- _Things to do_
1) Print the passage of the Kindle accessibility email below, starting at "At 01:21 PM" and ending at "they do more.".
2) Carry on writing the Kindle accessibility email below from its last sentence.

[nfb-talk] Fwd: National Federation of the Blind Commends Amazon on Unveiling of New Accessible Kindle

David Andrews dandrews at visi.com
Thu Jul 29 20:32:02 CDT 2010


I suspect we need to reserve judgment and speculation until some 
blind folks get their hands on them.

Also, some books have text to speech turned off -- on twitter it says 
50 percent.

Dave

At 01:21 PM 7/29/2010, you wrote:
>So, we can use the menus but not read the books?  I'm confused 
>because to me this is okay but not enough and I'll commend Amazon 
>when they do more.
>
>margo andArrow
>----- Original Message ----- From: "Buddy Brannan" <buddy at brannan.name>
>To: "NFB Talk Mailing List" <nfb-talk at nfbnet.org>
>Sent: Thursday, July 29, 2010 1:47 PM
>Subject: Re: [nfb-talk] Fwd: National Federation of the Blind 
>Commends Amazon on Unveiling of New Accessible Kindle
>
>
>And, on the flip side of this, I submit the following response 
>(followed by my original questions), from Amazon. By no means is the 
>access currently available good enough for full, or even IMO 
>acceptable, use of the Kindle. It's a nice start, but let's hope 
>they continue and don't stop with this.
>
>Hello,
>
>Thanks for writing to us with your comments.
>
>Voice Guide lets you navigate your Kindle with spoken menus, 
>selectable items, and descriptions. For example, when you open a 
>book, Kindle speaks your current location and how far you've read.
>
>Presently we don't have the features like enabling the voice guide 
>and TTS features without sighted assistance, navigate or read by 
>smaller increments in text to speech, voice guide or text to speech 
>work in the Web browser, enabling text to speech for the books which 
>have text to speech option disabled.

- _Provided material_
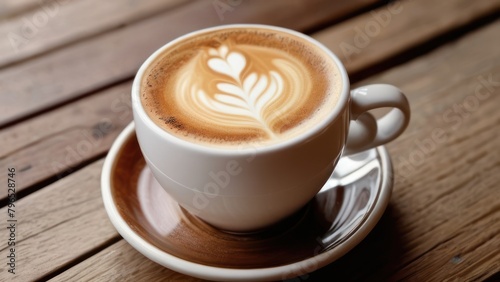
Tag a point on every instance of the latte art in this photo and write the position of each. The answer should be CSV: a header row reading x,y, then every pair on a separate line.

- _Answer set_
1)
At 01:21 PM 7/29/2010, you wrote:
>So, we can use the menus but not read the books?  I'm confused 
>because to me this is okay but not enough and I'll commend Amazon 
>when they do more.

2)
>
>I've sent your comments to the Kindle team for consideration. We're 
>regularly working on improvements to your Kindle experience. 
>Customer feedback like yours helps us continue to improve the 
>service we provide.
>
>I hope this helps. We look forward to seeing you again soon.
>
>Did I solve your problem?
>
>If yes, please click here:
>http://www.amazon.com/rsvp-y?c=yagwhvtx3324198336
>
>If no, please click here:
>http://www.amazon.com/rsvp-n?c=yagwhvtx3324198336
>
>Please note: this e-mail was sent from an address that cannot accept 
>incoming e-mail.
>
>To contact us about an unrelated issue, please visit the Help 
>section of our web site.
>
>Best regards,
>
>Madhu Y
>Amazon.com
>Your feedback is helping us build Earth's Most Customer-Centric Company.
>http://www.amazon.com/your-account
>
>---- Original message: ----
>
>Hi,
>
>I'm very interested in the Kindle 3, but as a blind user, I have a 
>few concerns. Before I outline those concerns, I would like to say 
>that I, for one, am happy to purchase if Amazon can make a 
>commitment to our community to make accessibility improvements where warranted.
>
>As you might suppose, my concerns directly relate to the text to 
>speech and voice guide features:
>
>1) Will voice guide speak as you type? Will it read options as they 
>are navigated and selected? Can you select books with it? 
>Documentation is definitely lacking in this area. With voice guide 
>enabled, will it be possible to use Kindle as outlined in the rest 
>of the manual, without looking at the screen at all?
>
>2) Do menus wrap? Would it be possible to enable the voice guide and 
>TTS features without sighted assistance? If not, I would recommend 
>that it should be.
>
>3) With text to speech reading of Kindle ebooks, is it possible to 
>navigate or read by smaller increments? In other words, can I 
>navigate a book by word, or even by character? If I need to have an 
>unfamiliar name or term spelled, is this possible? These features 
>are essential if Kindle is to be used by a student in a classroom environment.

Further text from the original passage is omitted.